— Vorliegender Text —

---+---

Witzigmanns Welt: Die Morchel

Der Spitzenkoch widmet sich in seiner Kolummne im FREIZEIT-Kurier dem ganz (un)gewöhnlichen Küchen-Alltag.

Obwohl ich ein leidenschaftlicher Pilzsammler bin, war es mir bisher nicht vergönnt, den König der Frühlingspilze, die Morchel, je zu finden. Für eine der Saison verpflichtete Küche ist die Kombination von Morcheln mit Spargeln, und eventuell auch Bries, eine ebenso feine wie ansehnliche Verbindung und ein absolutes Muss. Das hat so gar nichts Konstruiertes, sondern spiegelt die pure Schönheit der Natur wider. Und auch auf einem anderen Gebiet hat dieser Pilz eine Sonderstellung: Gegen Zuchtversuche ist die Morchel weitgehend resistent. Ich bevorzuge meist ein pures Morchelgericht: rasch in Butter gebraten, mit fein gehackten Schalotten, die vorher in Butter ohne Farbe angeschwitzt werden, beträufelt mit etwas Kalbs- oder Geflügelfond. Eine zweite Variante ist die Zubereitung mit Sahne und gekochten Spargelspitzen. Hier gebe ich 2-3 getrocknete Morcheln dazu, dann hat das Gericht noch mehr Aroma.

---+---

— Aufgabenstellung —
Setze die Kolumne über die Morchel im Anschluss an ihren letzten Satz fort.

Gespeicherte Einträge:
---+---

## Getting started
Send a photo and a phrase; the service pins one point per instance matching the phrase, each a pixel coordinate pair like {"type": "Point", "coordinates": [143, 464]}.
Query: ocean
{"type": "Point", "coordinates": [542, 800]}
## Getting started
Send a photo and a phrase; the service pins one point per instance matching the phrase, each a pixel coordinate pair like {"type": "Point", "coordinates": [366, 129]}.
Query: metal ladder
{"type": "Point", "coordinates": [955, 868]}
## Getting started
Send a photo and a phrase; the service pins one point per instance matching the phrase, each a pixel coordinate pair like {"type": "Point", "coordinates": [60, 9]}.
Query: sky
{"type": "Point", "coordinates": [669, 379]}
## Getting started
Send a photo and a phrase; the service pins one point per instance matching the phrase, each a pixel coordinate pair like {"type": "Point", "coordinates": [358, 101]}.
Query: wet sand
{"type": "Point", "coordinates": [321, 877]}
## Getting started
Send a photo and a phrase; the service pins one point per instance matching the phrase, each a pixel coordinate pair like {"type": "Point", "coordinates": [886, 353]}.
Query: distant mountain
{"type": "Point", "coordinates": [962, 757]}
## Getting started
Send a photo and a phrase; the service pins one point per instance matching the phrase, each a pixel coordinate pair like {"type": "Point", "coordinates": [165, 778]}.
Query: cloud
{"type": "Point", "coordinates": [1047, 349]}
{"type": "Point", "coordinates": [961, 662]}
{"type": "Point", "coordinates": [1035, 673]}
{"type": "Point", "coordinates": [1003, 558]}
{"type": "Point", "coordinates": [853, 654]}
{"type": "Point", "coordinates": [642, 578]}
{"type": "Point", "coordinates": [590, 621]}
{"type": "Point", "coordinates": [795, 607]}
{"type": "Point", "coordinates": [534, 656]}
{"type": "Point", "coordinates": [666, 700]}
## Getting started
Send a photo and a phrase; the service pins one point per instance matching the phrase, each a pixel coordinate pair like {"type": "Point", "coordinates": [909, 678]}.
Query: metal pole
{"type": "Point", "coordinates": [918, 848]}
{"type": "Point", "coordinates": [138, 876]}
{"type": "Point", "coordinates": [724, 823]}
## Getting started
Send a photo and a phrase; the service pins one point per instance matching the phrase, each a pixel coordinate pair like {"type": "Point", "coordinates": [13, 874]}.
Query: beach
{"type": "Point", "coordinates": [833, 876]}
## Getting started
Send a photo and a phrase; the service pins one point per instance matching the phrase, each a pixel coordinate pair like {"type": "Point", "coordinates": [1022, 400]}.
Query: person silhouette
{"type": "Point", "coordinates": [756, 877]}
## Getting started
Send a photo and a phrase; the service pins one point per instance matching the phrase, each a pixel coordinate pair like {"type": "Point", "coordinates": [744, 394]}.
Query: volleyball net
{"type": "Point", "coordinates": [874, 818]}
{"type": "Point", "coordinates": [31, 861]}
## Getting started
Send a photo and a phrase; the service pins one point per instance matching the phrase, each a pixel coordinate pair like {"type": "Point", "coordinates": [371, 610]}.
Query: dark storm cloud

---+---

— Ergebnis —
Klassiker in meinen Restaurants waren die gefüllten Morcheln in Sherry-Sauce. Sherry, Portwein oder Madeira harmonieren sehr gut mit Morcheln, aber auch ein gehaltvoller Weißwein, z. B. der aus dem Jura stammende Vin Jaune, den man für ein "Poulet au vin jaune et aux morilles" hernimmt.

Die Liste der wunderbaren Morchel-Gerichte ist lang. Meine Favoriten sind Morcheln in Verbindung mit Rührei oder Omelette, pochiertem Ei, Spinat, Spargel, Risotto, Morchelessenz unter der Blätterteighaube, oder immer wieder ein Höhepunkt: das legendäre "Leipziger Allerlei". Um den feinen Geschmack der Morcheln hervorzuheben, nehme ich niemals Knoblauch oder Speck, sie würden das sehr zarte Aroma übertönen.

Wichtig ist, die Morcheln gut zu säubern, und zwar immer erst kurz vor der Zubereitung: Die Stiele entfernen, Morcheln halbieren, unter fließendem Wasser den Sand entfernen und sie anschließend trocken tupfen. Die Stiele bitte nicht wegwerfen: sauber putzen, waschen und für die Zubereitung eines Fonds verwenden. Sowohl in getrockneter Form als auch als frische Importware (überwiegend aus der Türkei) hat die Morchel durchaus ganzjährig ihre Berechtigung am Speiseplan. Importpilze müssen ganz besonders sorgfältig gewaschen werden, da die türkischen Morcheln teilweise auf extrem sandigem Untergrund gedeihen. Beim Wässern (Wasser oder mit Milch) sollte man immer darauf achten, sehr viel Flüssigkeit zu verwenden und am besten einen kleinen Teller auf den Boden der Schüssel stellen, damit sie nicht mit dem Sand in
Berührung kommen.

Und zum Schluss möchte ich Ihnen noch eine Warnung mit auf den Weg geben: Morcheln dürfen niemals roh gegessen werden!

Aus: FREIZEIT-Kurier vom 4.4.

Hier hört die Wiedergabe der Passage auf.